▶ [Required work]:
Rewrite the records below, changing every "Output format example" to "Answer format sample" and leaving everything else as it is.

▶ [Data provided]:
━━━━━━

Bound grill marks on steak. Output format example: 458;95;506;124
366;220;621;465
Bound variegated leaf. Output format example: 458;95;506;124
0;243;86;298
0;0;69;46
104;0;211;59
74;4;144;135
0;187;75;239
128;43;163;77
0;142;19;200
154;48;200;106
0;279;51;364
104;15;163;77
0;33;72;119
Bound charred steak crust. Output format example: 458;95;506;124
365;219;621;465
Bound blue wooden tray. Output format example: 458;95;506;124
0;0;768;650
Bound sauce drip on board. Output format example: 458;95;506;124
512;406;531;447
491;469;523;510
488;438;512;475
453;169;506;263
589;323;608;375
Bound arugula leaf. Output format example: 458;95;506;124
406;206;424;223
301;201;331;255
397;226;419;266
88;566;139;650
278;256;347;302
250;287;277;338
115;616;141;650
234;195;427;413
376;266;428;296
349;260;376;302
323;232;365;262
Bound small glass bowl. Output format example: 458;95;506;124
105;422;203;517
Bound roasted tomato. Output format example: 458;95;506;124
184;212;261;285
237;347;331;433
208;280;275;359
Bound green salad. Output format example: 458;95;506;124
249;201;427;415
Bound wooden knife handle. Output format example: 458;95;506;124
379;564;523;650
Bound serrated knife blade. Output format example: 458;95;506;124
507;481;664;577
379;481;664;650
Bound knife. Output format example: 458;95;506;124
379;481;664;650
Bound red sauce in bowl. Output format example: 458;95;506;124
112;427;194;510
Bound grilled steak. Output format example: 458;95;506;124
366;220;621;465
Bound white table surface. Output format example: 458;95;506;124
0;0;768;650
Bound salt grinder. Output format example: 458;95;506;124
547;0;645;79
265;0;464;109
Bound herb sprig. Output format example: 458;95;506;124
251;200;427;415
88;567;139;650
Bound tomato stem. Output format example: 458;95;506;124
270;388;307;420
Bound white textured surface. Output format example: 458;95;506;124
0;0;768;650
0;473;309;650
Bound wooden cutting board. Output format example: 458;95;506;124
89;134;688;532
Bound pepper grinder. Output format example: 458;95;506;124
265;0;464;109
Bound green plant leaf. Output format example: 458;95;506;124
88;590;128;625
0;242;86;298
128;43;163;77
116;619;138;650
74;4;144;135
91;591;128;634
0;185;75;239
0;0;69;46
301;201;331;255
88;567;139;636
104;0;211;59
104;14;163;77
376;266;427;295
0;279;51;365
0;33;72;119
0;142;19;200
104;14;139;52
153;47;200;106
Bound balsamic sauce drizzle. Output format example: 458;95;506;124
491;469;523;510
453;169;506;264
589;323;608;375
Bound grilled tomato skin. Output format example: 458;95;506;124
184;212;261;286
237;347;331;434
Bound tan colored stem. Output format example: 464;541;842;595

━━━━━━

▶ [Output of the exercise]:
Bound grill marks on steak. Answer format sample: 458;95;506;124
366;220;621;465
Bound variegated leaf. Answer format sample: 458;95;506;124
0;243;86;298
0;0;69;46
104;0;211;59
74;4;144;135
0;187;75;239
128;43;163;77
0;142;19;200
154;48;200;106
0;279;51;364
104;15;163;77
0;33;72;119
Bound charred steak crust. Answer format sample: 458;95;506;124
365;219;621;465
Bound blue wooden tray. Answer format sample: 458;95;506;124
0;0;768;650
Bound sauce drip on board. Answer format sample: 458;95;506;124
512;406;531;447
491;469;523;510
488;438;512;475
453;169;506;263
589;323;608;375
Bound arugula leaf. Answer format sample: 458;95;506;124
406;206;424;223
301;201;331;255
397;226;419;266
88;566;139;650
278;256;347;302
250;287;277;338
115;616;141;650
234;195;427;413
376;266;428;296
349;260;376;302
323;232;365;262
Bound small glass bowl. Answer format sample: 458;95;506;124
105;422;203;517
Bound roasted tomato. Answer format sample: 458;95;506;124
184;212;261;285
237;347;331;433
208;280;275;359
Bound green salad. Answer format sample: 458;95;506;124
249;201;427;415
Bound wooden knife handle. Answer format sample: 458;95;506;124
379;564;523;650
Bound serrated knife blade. Answer format sample: 458;95;506;124
507;481;664;577
379;481;664;650
Bound knife. Answer format sample: 458;95;506;124
379;481;664;650
Bound red sauce in bowl. Answer format sample: 458;95;506;124
112;427;194;510
Bound grilled steak. Answer format sample: 458;95;506;124
366;220;621;465
Bound white table surface. Answer format sample: 458;95;506;124
0;0;768;650
Bound salt grinder. Answer format sample: 458;95;506;124
547;0;645;79
265;0;464;109
Bound herb sprig. Answer format sample: 458;95;506;124
251;200;427;415
88;567;139;650
Bound tomato stem. Answer format sample: 458;95;506;124
270;388;307;420
Bound white textured surface. Answer format sample: 458;95;506;124
0;0;768;650
0;473;309;650
Bound wooden cutting board. Answer format sample: 458;95;506;124
89;134;688;532
Bound pepper grinder. Answer format sample: 458;95;506;124
265;0;464;109
Bound green plant leaf. Answer format sample: 458;95;506;124
88;590;128;625
0;242;86;298
128;43;163;77
116;619;138;650
74;4;144;135
91;591;128;634
0;185;75;239
0;0;69;46
301;201;331;255
88;567;139;636
104;0;211;59
104;14;163;77
376;266;427;295
0;279;51;365
0;33;72;119
0;142;19;200
104;14;139;52
153;47;200;106
Bound balsamic sauce drizzle. Answer format sample: 458;95;506;124
491;469;523;510
453;169;506;264
589;323;608;375
Bound grilled tomato skin. Answer format sample: 458;95;506;124
184;212;261;286
237;347;331;434
Bound tan colored stem. Answer format sample: 464;541;842;595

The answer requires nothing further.